**DATA LISTING:**
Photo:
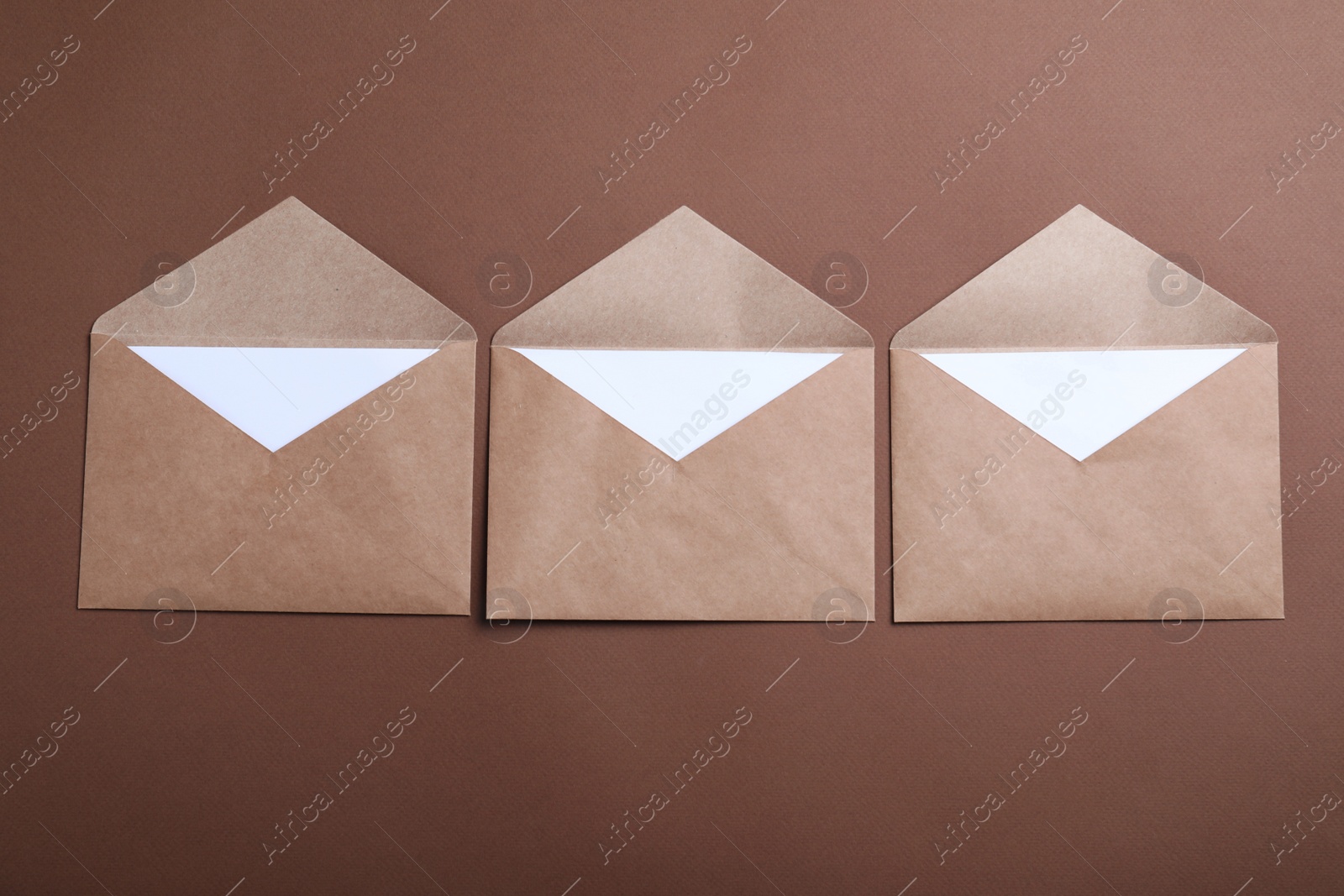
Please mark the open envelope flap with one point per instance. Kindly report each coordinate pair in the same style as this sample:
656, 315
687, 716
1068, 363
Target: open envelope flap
588, 520
288, 278
990, 523
683, 284
1081, 284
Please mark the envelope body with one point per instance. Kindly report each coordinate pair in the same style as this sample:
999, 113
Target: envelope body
1085, 432
293, 434
680, 432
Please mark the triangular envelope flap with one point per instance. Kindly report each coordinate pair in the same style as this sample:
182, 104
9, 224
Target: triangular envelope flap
678, 401
1079, 284
1082, 401
683, 284
286, 278
275, 394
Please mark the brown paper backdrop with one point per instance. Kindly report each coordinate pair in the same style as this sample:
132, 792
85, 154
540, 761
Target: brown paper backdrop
486, 147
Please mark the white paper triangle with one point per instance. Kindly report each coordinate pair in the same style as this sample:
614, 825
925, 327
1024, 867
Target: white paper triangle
275, 396
678, 401
1082, 401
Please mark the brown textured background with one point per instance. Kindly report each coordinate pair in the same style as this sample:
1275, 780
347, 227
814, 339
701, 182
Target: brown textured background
517, 762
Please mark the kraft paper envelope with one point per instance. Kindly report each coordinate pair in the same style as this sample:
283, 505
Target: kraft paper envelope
295, 436
1085, 432
682, 432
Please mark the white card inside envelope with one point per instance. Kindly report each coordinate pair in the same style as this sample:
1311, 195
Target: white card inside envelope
1082, 401
678, 401
275, 396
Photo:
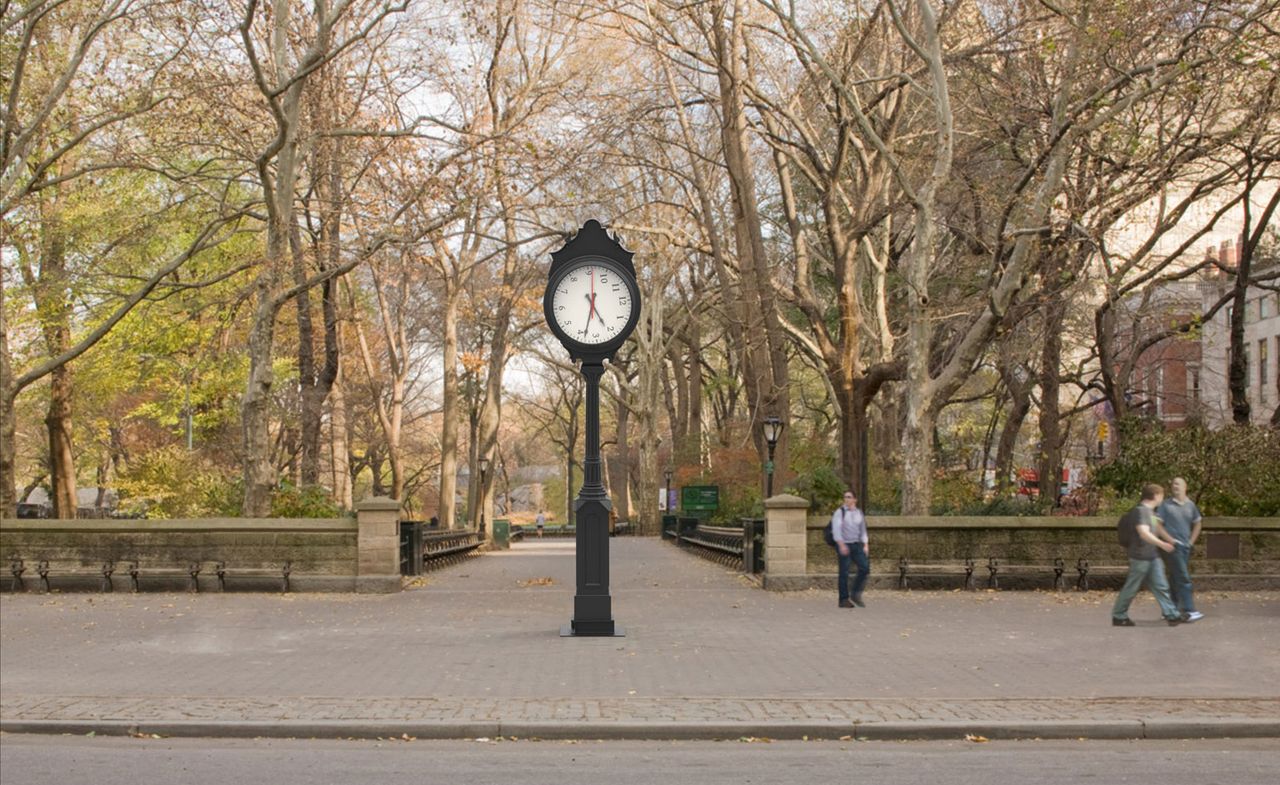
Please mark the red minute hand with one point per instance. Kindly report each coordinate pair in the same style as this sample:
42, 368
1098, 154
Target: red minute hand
594, 310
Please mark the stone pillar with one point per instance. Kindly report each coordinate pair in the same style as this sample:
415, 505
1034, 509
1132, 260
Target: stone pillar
378, 546
786, 548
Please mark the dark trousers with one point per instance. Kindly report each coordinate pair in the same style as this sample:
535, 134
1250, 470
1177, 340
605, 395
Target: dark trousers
1179, 578
856, 555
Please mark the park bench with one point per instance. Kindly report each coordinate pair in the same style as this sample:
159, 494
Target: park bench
138, 571
906, 570
283, 573
17, 566
1084, 570
996, 569
191, 571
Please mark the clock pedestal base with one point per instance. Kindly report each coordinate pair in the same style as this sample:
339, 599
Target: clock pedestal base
593, 607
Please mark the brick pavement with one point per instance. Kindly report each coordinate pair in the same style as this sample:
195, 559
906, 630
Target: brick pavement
478, 644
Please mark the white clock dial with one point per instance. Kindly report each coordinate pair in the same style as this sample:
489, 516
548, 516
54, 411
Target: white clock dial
592, 302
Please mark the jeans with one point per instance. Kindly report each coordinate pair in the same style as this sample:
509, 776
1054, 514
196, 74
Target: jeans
1151, 573
1179, 578
864, 567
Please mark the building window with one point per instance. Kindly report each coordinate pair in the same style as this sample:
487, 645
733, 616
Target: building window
1159, 391
1264, 374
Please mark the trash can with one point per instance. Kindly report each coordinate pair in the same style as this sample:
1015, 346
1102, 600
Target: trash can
411, 547
502, 533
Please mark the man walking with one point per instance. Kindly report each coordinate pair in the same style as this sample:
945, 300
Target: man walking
849, 530
1138, 534
1180, 521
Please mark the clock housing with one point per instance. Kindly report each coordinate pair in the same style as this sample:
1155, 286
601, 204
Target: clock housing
592, 247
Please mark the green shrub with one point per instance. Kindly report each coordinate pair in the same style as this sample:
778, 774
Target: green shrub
170, 482
310, 501
1233, 470
822, 485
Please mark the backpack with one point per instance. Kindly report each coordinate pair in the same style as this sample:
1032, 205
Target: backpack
828, 533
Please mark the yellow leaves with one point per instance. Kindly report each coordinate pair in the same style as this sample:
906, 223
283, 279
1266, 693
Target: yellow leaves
472, 361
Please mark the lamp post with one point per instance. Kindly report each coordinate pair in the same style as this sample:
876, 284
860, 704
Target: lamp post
483, 465
772, 432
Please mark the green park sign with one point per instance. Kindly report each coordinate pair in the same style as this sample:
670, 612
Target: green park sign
699, 498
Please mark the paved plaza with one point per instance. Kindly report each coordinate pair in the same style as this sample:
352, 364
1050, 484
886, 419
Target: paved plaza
474, 651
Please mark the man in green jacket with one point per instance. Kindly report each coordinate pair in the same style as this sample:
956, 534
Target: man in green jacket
1138, 534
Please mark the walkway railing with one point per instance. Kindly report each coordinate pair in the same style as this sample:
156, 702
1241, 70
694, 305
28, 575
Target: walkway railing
737, 547
423, 551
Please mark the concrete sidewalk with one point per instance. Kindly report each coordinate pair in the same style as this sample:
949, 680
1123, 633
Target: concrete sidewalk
475, 652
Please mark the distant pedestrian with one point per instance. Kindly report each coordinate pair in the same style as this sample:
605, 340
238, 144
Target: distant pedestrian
1138, 535
849, 530
1180, 523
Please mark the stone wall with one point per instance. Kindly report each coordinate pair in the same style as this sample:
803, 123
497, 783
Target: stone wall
336, 555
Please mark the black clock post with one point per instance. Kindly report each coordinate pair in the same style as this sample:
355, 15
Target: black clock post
593, 250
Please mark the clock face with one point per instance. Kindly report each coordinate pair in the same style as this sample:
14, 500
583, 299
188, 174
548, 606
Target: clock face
592, 302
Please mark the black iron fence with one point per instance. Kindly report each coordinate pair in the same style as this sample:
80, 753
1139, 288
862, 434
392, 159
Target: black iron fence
424, 550
740, 547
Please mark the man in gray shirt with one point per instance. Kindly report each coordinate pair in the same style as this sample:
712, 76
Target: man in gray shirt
1138, 535
1180, 523
849, 530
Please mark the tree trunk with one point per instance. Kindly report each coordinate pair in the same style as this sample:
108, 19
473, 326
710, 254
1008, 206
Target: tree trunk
1051, 361
621, 492
8, 420
1019, 406
449, 412
1238, 356
255, 409
339, 448
764, 365
62, 459
53, 305
691, 452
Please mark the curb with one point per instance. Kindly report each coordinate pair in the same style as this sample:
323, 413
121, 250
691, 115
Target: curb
927, 730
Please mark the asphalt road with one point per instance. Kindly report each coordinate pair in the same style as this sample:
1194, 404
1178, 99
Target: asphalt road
123, 761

**GIVEN TASK:** Please reproduce every item above word for word, leaving the pictures out.

**THE REPLY:**
Photo:
Please mark the open envelope flap with one point per instance. Kindly report each coordinate pair in the same style as this sample:
656, 315
687, 716
1068, 363
Target: open envelope flap
588, 520
288, 278
990, 523
683, 284
1081, 284
Please mark the envelope body with one point per instance. Kindly report each coordinate pair in the same style as this sample:
999, 113
Target: envelope body
1085, 432
293, 434
680, 432
Please mark the triangular envelope flap with one point per instance. Kindly report each coordinate pair in the same style as this sample:
182, 104
9, 224
Target: triangular envelope flap
678, 401
1079, 284
1082, 401
683, 284
286, 278
275, 394
Please mark the brown paper backdrop with one point per instance. Kindly report each coordinate pair in the same style as this sample:
132, 792
85, 154
540, 761
Target: brown paper backdrop
486, 147
Please mark the white paper triangle with one point per instance. Kindly report each coordinate pair in the same style as this sample:
614, 825
925, 327
1024, 867
Target: white paper triangle
275, 396
678, 401
1082, 401
Please mark the brown textured background with one point per instance. Kindly report each coordinate pair in the same style as this sample:
1275, 780
347, 227
814, 339
701, 182
Target: brown textured background
517, 762
Please mark the kraft paper envelope with one point per instance. Kindly report each coordinate pair in the same style as this sample:
283, 505
Target: kraft paper envelope
295, 436
1085, 432
682, 432
Please mark the white card inside envelope with one point per instance. Kindly report each coordinate pair in the same style as this sample:
1311, 195
Target: white card inside envelope
1082, 401
678, 401
275, 396
Photo:
Please mark the red minute hand with one point per instance. Kindly report each coordinate pair in the same style as this sample:
42, 368
1098, 154
Target: red minute hand
594, 310
Please mark the stone pillar with one point per instance. Kindly report each coordinate pair in the same style as this sample:
415, 505
1034, 509
1132, 260
Target: stone pillar
378, 546
786, 548
Please mark the dark trousers with one point per instance. Kindly report each coordinate pair in the same style as this sample:
535, 134
1250, 470
1177, 340
605, 395
Target: dark trousers
1179, 578
856, 555
Please mark the park bench with one point per instance. Kindly report each coordinate pair in the same style as this sample:
159, 494
Target: park bench
138, 571
906, 570
283, 573
17, 566
1084, 570
996, 569
191, 571
Please mark the clock pedestal base with one point per instance. Kindly report each coordinate pair in the same style as this sample:
339, 599
Target: clock pedestal base
593, 607
Please mark the brick pavement with one point per instance. Kindly report each coordinate pair in the same style as this sample:
195, 559
906, 630
Target: brick pavement
478, 644
Please mark the white clock dial with one point per instance. Kindly report each coordinate pair in the same style as this sample:
489, 516
548, 516
54, 411
Target: white clock dial
592, 302
Please mark the jeans with one point per instance. Kindly report each coordinate pair in the same style as this sample:
509, 776
1054, 514
196, 74
Target: jeans
1151, 573
1179, 578
864, 567
Please mark the building window with one point per instance. Kindly report each coordinate pair in the same style as this sample:
487, 645
733, 616
Target: building window
1159, 391
1264, 374
Please mark the trash can with one point per instance. Kindly report each coordinate pair in the same style as this sample:
1015, 346
1102, 600
Target: trash can
411, 547
502, 533
Please mark the man walking with one point per instance. Kindly report each coordinate pair in the same style as this sample:
945, 300
Target: man walking
849, 530
1138, 534
1180, 521
Please mark the clock housing with one point per instance. Kindly report each coordinate pair in the same style as this sample:
1155, 286
601, 204
Target: clock housing
592, 247
Please mark the green shrub with one point per instance. Kindly report each coordinate pair in the same style as this sample:
778, 774
Target: green shrub
170, 482
310, 501
1233, 470
822, 485
Please mark the backpack with one point per instance. Kindly report each coordinate pair in the same style as this sample:
1032, 205
Target: backpack
828, 533
Please mark the yellow leaves with one point per instance. Kindly report each coordinate pair in the same style as this sample:
906, 223
283, 279
1266, 693
Target: yellow leaves
472, 361
Please mark the lamp post with one point per instance. Kindly report each coordinate pair in the same style as this sample:
876, 284
860, 704
Target: lamp post
483, 465
772, 432
Please mark the green park sign with one point per instance. Kindly report each coordinate pair in the same style as this sample:
670, 612
Target: green park sign
699, 498
Please mark the paved plaza with one point per instance. Kindly report each coordinate pair in the same style as this sample:
352, 364
1050, 484
886, 419
Target: paved plaza
474, 651
Please mark the man in green jacket with one point per instance. Kindly report each coordinate pair in the same style as this sample:
956, 534
Target: man in green jacket
1138, 534
Please mark the walkway railing with one point per instance. Kindly report each coordinate pair in the same style as this sample:
156, 702
1241, 70
694, 305
28, 575
Target: walkway railing
737, 547
423, 551
Please mark the concrete sidewalk with one point per instance. Kindly report each coordinate pair in the same style as this sample:
949, 680
1123, 633
Target: concrete sidewalk
475, 652
Please mark the distant pedestrian with one point per instance. Kindly report each coordinate pair in the same style as this sample:
605, 340
238, 144
Target: distant pedestrian
1138, 535
849, 530
1180, 523
Please mark the stone wall with one point per instance. Kindly report each coordinate pair in the same style as this sample:
803, 123
497, 783
Target: stone wall
336, 555
Please mark the black clock post with one point per instance. Kindly report each coordinate pair in the same style as this sample:
355, 15
Target: black clock post
593, 250
Please mark the clock face with one point per instance. Kindly report each coordinate pair in the same style as this sample:
14, 500
583, 299
188, 174
548, 606
Target: clock face
592, 302
Please mark the black iron fence with one point per instance. Kindly report each coordinate pair in the same style as this sample:
80, 753
1139, 288
862, 434
392, 159
Target: black iron fence
424, 550
740, 547
Please mark the man in gray shirt with one point per instance. Kindly report each coordinate pair in the same style as this sample:
712, 76
Target: man in gray shirt
1138, 535
1180, 523
849, 530
Please mark the tree trunk with one point per instance. Kindly report each coordinate pair in the same style as this sample:
108, 19
473, 326
710, 254
1008, 206
Target: tree trunk
1051, 361
621, 492
8, 420
1019, 406
449, 412
1238, 356
255, 409
339, 448
764, 365
62, 459
53, 305
691, 452
Please mark the curb with one point per instance. Kindly report each coordinate pair in the same style as this sample:
323, 413
121, 250
691, 115
Target: curb
927, 730
Please mark the asphalt road with one point per instance. Kindly report each coordinate pair in the same style as this sample:
1194, 404
1178, 99
Target: asphalt road
123, 761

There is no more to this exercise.